>> start Records for this exercise

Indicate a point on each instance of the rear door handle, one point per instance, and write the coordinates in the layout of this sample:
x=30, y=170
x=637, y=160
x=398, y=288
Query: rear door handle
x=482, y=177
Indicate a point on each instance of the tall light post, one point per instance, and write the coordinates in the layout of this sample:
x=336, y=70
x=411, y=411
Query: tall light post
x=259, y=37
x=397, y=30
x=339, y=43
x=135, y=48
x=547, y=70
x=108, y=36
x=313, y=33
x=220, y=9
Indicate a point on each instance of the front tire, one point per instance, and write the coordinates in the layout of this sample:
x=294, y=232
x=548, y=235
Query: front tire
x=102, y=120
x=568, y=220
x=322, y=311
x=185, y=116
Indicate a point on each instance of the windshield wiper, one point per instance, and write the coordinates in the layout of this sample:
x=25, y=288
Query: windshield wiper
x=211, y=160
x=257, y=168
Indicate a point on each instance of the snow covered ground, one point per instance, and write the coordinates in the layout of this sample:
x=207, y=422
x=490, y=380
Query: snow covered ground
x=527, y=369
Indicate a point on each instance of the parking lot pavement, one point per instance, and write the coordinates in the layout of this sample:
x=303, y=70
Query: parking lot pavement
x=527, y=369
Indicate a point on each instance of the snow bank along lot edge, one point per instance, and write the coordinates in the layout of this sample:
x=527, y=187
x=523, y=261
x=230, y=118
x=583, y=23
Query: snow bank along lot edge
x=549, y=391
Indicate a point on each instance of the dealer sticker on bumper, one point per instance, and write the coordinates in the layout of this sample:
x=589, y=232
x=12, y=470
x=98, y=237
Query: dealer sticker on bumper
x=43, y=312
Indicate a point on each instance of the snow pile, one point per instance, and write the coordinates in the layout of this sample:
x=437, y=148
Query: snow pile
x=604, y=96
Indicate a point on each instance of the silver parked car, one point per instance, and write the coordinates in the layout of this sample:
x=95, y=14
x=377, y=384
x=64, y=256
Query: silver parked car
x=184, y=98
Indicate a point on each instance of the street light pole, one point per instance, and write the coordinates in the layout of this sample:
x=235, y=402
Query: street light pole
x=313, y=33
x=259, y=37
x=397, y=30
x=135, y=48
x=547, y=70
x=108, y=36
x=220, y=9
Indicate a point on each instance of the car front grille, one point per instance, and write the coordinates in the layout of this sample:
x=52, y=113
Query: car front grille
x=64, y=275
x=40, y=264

>> end Records for this exercise

### Exercise instructions
Recast every line of the material as a JSON list of strings, one string per line, leaving out blank lines.

### Response to this exercise
[
  "Indicate a point on each instance of the rear door handle, one point per instance, and write the coordinates in the layout of this sample:",
  "x=30, y=170",
  "x=637, y=160",
  "x=398, y=288",
  "Query: rear door handle",
  "x=482, y=177",
  "Indicate a point on each instance of the tall light post, one point per instance, and write the coordinates in the layout of this sample:",
  "x=336, y=70",
  "x=411, y=411",
  "Query: tall light post",
  "x=259, y=37",
  "x=397, y=30",
  "x=339, y=43",
  "x=135, y=48",
  "x=547, y=70",
  "x=108, y=36",
  "x=313, y=33",
  "x=220, y=9",
  "Indicate a point on each instance of the front tire, one point per instance, and write the coordinates in the layout of this sample:",
  "x=294, y=232",
  "x=548, y=235",
  "Query: front tire",
  "x=102, y=120",
  "x=568, y=220",
  "x=322, y=311",
  "x=185, y=116",
  "Indicate a point on each instance of the windshield wiper, one point per instance, and write the coordinates in the layout of this sample:",
  "x=25, y=288",
  "Query: windshield wiper",
  "x=211, y=160",
  "x=257, y=168",
  "Indicate a point on each instance of the snow covered ground, one point per instance, and write the coordinates in the layout of this sample:",
  "x=207, y=422",
  "x=490, y=380",
  "Query: snow covered ground",
  "x=527, y=369",
  "Indicate a point on each instance of the parking lot pavement, one point per instance, and write the coordinates in the layout of this sample:",
  "x=303, y=70",
  "Query: parking lot pavement",
  "x=527, y=369",
  "Indicate a point on each instance of the snow bank along lot edge, one point per instance, and write the coordinates in the layout of this sample:",
  "x=527, y=187",
  "x=523, y=261",
  "x=230, y=118",
  "x=583, y=23",
  "Query: snow bank along lot edge",
  "x=549, y=391",
  "Indicate a point on each instance of the dealer sticker on bumper, one point per instance, and write the coordinates in the layout of this sample:",
  "x=589, y=232",
  "x=12, y=470",
  "x=98, y=237",
  "Query: dealer sticker on bumper",
  "x=43, y=312",
  "Indicate a point on each instance of the snow pile, one point per instance, and write the coordinates in the layout of this sample:",
  "x=437, y=148",
  "Query: snow pile",
  "x=604, y=96",
  "Indicate a point on each instance of the silver parked car, one point per instance, and write the coordinates in the layout of this sample:",
  "x=95, y=14",
  "x=377, y=384",
  "x=64, y=256",
  "Query: silver parked car",
  "x=184, y=98",
  "Indicate a point on each instance of the street light pole, one point per instance, and write the coordinates in the layout of this sample:",
  "x=235, y=402",
  "Query: street light pole",
  "x=313, y=33",
  "x=259, y=37",
  "x=397, y=30",
  "x=135, y=48",
  "x=547, y=70",
  "x=108, y=36",
  "x=220, y=9",
  "Indicate a point on each instance of the car front grille, one point per instance, and write the coordinates in the layout of this sample:",
  "x=52, y=113",
  "Query: car front grille",
  "x=64, y=275",
  "x=40, y=264"
]